• TASK DETAILS
Please retype the whole listing so that it matches the original exactly.
[SOURCE RECORDS — start]
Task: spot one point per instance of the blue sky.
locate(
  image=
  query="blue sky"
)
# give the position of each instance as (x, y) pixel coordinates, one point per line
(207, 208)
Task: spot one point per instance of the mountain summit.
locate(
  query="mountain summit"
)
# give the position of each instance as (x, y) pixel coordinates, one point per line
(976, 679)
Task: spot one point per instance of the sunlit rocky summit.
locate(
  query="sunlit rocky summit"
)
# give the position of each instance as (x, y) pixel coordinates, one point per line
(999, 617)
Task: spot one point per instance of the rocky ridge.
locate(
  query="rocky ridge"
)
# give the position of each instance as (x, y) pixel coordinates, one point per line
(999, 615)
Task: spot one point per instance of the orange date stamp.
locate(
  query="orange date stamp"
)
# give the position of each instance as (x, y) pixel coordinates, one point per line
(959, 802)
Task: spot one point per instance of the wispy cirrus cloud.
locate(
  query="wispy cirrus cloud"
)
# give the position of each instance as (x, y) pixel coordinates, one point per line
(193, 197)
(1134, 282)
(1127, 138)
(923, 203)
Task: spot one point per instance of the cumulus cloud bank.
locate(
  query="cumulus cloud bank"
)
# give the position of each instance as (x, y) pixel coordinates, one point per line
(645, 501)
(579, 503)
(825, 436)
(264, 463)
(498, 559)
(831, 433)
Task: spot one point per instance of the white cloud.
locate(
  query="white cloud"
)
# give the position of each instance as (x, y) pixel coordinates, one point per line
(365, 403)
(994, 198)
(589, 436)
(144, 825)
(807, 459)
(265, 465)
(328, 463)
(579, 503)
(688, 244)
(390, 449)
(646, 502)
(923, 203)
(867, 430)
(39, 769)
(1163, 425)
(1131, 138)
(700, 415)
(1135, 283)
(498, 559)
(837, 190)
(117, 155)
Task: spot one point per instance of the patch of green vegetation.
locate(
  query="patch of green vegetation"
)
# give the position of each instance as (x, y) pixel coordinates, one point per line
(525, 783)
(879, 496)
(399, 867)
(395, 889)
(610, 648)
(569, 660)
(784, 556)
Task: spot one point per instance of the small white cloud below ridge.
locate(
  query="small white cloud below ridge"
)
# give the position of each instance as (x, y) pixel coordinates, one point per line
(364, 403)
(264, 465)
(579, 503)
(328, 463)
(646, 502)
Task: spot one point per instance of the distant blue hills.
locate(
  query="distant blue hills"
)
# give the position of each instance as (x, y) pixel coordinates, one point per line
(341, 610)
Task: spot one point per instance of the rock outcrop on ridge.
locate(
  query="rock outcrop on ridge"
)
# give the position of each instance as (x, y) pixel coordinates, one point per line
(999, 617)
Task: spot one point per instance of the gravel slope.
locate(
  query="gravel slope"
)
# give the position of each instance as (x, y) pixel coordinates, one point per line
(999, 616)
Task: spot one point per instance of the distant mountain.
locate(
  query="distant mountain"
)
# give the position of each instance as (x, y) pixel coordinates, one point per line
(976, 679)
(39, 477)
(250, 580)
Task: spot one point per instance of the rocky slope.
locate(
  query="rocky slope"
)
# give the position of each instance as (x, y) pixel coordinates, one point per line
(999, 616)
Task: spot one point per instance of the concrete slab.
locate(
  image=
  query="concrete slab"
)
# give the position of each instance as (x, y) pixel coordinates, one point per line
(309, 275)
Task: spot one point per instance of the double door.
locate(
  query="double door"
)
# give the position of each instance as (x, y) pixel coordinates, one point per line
[SOURCE RECORDS — finish]
• ANSWER BOX
Task: spot one point per instance of the blue sky.
locate(
  image=
  query="blue sky"
)
# give the position of each instance as (x, y) pixel coordinates, one point per line
(207, 208)
Task: spot one point per instance of the mountain summit.
locate(
  query="mountain summit"
)
# give the position of each instance as (x, y) pixel coordinates, one point per line
(976, 679)
Task: spot one point per instance of the sunlit rocky summit.
locate(
  query="sunlit rocky summit"
)
# give the position of each instance as (x, y) pixel coordinates, one point per line
(999, 617)
Task: spot one point per instance of the rocky ridge.
locate(
  query="rocky ridge"
)
# give the position of each instance as (x, y) pixel coordinates, one point per line
(999, 615)
Task: spot one point per instance of the orange date stamp.
locate(
  query="orange date stamp"
)
# give the position of each instance as (x, y) pixel coordinates, one point per line
(959, 802)
Task: spot one point per instance of the wispy cirrus cloud.
locate(
  query="wispy cirrus cloud"
)
# give the position of each instance as (x, y) pixel coordinates, one point per line
(193, 197)
(1134, 282)
(1127, 138)
(923, 203)
Task: spot one point per instance of the cumulus cloud bank.
locate(
  query="cumulus cloud bank"
)
# give the position of each instance as (x, y) pixel coordinates, one point per line
(645, 501)
(579, 503)
(825, 436)
(264, 463)
(498, 559)
(831, 433)
Task: spot one point per instance of the white cloud.
locate(
  query="white cloud"
)
# give the position of each instance as (x, y) pixel coordinates, one point per line
(365, 403)
(994, 198)
(589, 436)
(144, 825)
(807, 459)
(265, 465)
(328, 463)
(579, 503)
(688, 244)
(390, 449)
(646, 502)
(923, 203)
(867, 430)
(39, 769)
(1163, 425)
(1131, 138)
(700, 415)
(1135, 283)
(498, 559)
(837, 190)
(117, 155)
Task: spot one point per instance of the patch of green vegetation.
locate(
  query="patch of green vegetation"
)
# give the position of each instance as (x, y) pixel coordinates, one point per line
(525, 783)
(879, 496)
(399, 867)
(395, 889)
(610, 648)
(569, 660)
(784, 556)
Task: spot one point per instance of the small white cloud below ridge.
locate(
  query="small white cloud below ridge"
)
# give the position of each instance as (x, y) pixel coordinates, one point per line
(364, 403)
(264, 465)
(579, 503)
(328, 463)
(646, 502)
Task: spot one point per instance of the distant blue hills.
locate(
  query="distant blue hills"
)
# give the position of each instance as (x, y) pixel coordinates, one point per line
(341, 610)
Task: spot one point per instance of the rock outcrop on ridge.
locate(
  query="rock outcrop on ridge"
)
# give the position of each instance as (x, y) pixel coordinates, one point per line
(999, 617)
Task: spot one point per instance of the gravel slope.
locate(
  query="gravel slope"
)
# give the position of each instance as (x, y) pixel coordinates, one point per line
(999, 616)
Task: spot one point per instance of the distant mountain.
locate(
  query="distant mountain"
)
# give the position of each instance as (x, y) pixel coordinates, one point per line
(976, 679)
(39, 477)
(250, 580)
Task: spot one point per instance of the rocky slope.
locate(
  query="rocky slope"
)
# give the position of each instance as (x, y) pixel coordinates, one point per line
(999, 616)
Task: spot one point per instance of the concrete slab.
locate(
  image=
  query="concrete slab"
)
# give the position of each instance as (x, y) pixel coordinates, one point per line
(309, 275)
Task: spot one point per instance of the double door.
locate(
  query="double door"
)
# give the position of each instance as (x, y) pixel coordinates, one point per line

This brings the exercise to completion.